# [EXTRACTED RECORDS]

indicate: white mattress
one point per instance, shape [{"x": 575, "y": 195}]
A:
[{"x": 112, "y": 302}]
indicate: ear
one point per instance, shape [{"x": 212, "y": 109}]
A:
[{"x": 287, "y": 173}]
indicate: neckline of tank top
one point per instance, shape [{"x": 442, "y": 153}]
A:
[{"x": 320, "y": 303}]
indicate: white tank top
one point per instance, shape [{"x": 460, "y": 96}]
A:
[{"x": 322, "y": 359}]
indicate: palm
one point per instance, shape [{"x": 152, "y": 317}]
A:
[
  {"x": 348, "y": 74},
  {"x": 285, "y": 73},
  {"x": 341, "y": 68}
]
--
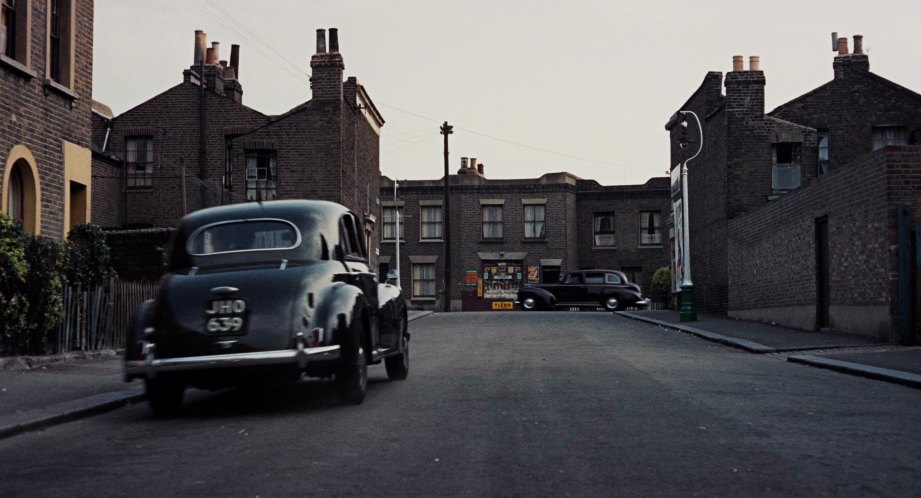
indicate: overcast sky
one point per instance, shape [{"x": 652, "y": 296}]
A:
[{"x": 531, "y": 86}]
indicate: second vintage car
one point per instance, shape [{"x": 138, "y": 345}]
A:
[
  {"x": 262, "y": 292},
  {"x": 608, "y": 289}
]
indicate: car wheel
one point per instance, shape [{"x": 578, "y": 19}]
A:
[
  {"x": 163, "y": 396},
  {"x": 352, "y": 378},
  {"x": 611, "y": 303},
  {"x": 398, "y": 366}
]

# [WRITTEN REQUEST]
Please pick out and copy every line in the items above that contains the word "tank".

# [THE COMPLETED TASK]
indicate: neckline of tank top
indicate: white tank top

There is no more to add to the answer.